━━━ Texto citado ━━━

Umbanda Hoje

INVESTIDA MALICIOSA 

          Há bastante tempo temos inserido nas entrelinhas de várias de nossas dissertações determinadas colocações sobre a ação de mentes maquiavélicas que tentam astuciosamente tomar de assalto a consciência de sacerdotes e fiéis, dentre os quais muitos com patente ausência de prevenção e bom senso ante a constantes informações difundidas por alguns agrupamentos doutrinários atuantes em nosso meio religioso. Não se trata aqui de processo de discriminação, preconceito ou exclusão de pessoas que tenham visões diferentes sobre o Universo Umbandista. Quanto a isto, somos de opinião que, presentes alguns requisitos, devemos respeitar o ponto de vista de outrem. O que nos deixa vigilantes é a velada intenção que se aloja nas sombras de certos postulados correntes no Movimento Umbandista, travestidos de suposta elevação espiritual e/ou intelectual; que se apresentam como o néctar da essência divina, egressos das mais altas esferas do mundo extrafísico, eficazes no sentido de se constituírem na verdade suprema.

A Umbanda, ao contrário de algumas religiões, se revelou ao mundo físico através de fenômenos espirituais, bastando conhecer a história de sua anunciação através do Caboclo das Sete Encruzilhadas com a participação mediúnica de Zélio Fernandino de Moraes, para corroborar com nossa assertiva. Embora a entidade espiritual a que nos referimos tenha trazido os postulados iniciais para a ordenação e dinâmica do culto, muitos outros aspectos doutrinários ainda estavam por ganhar corpo dentro das relações espiritualidade-médium-fiel.

━━━ Dados ━━━

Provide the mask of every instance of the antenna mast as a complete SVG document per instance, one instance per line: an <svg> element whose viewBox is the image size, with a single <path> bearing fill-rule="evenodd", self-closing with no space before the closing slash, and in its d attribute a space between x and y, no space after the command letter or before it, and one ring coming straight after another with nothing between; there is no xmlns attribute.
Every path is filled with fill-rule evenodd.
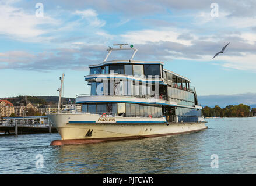
<svg viewBox="0 0 256 186"><path fill-rule="evenodd" d="M64 76L65 76L65 74L62 74L62 77L59 77L59 80L61 81L61 88L58 88L57 90L57 91L59 91L59 103L58 104L58 113L60 113L61 93L62 92L63 82L64 81Z"/></svg>
<svg viewBox="0 0 256 186"><path fill-rule="evenodd" d="M112 47L108 46L109 48L107 49L107 51L108 52L108 53L107 55L107 56L105 58L105 59L104 60L104 62L107 60L107 58L108 58L108 56L113 51L127 51L127 50L133 50L134 51L134 53L132 54L132 57L131 58L131 59L129 60L131 61L132 59L134 57L134 55L135 55L136 52L137 52L138 49L134 47L133 45L131 45L131 48L122 48L123 45L128 45L128 44L113 44L113 46L119 46L119 48L113 48Z"/></svg>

━━━

Exercício breve: Copie do texto sobre a Umbanda o trecho que começa em "A Umbanda, ao" e vai até "das relações espiritualidade-médium-fiel.", incluindo essas palavras. Os dados não têm nenhuma função neste exercício.

Tarefa concluída:
A Umbanda, ao contrário de algumas religiões, se revelou ao mundo físico através de fenômenos espirituais, bastando conhecer a história de sua anunciação através do Caboclo das Sete Encruzilhadas com a participação mediúnica de Zélio Fernandino de Moraes, para corroborar com nossa assertiva. Embora a entidade espiritual a que nos referimos tenha trazido os postulados iniciais para a ordenação e dinâmica do culto, muitos outros aspectos doutrinários ainda estavam por ganhar corpo dentro das relações espiritualidade-médium-fiel.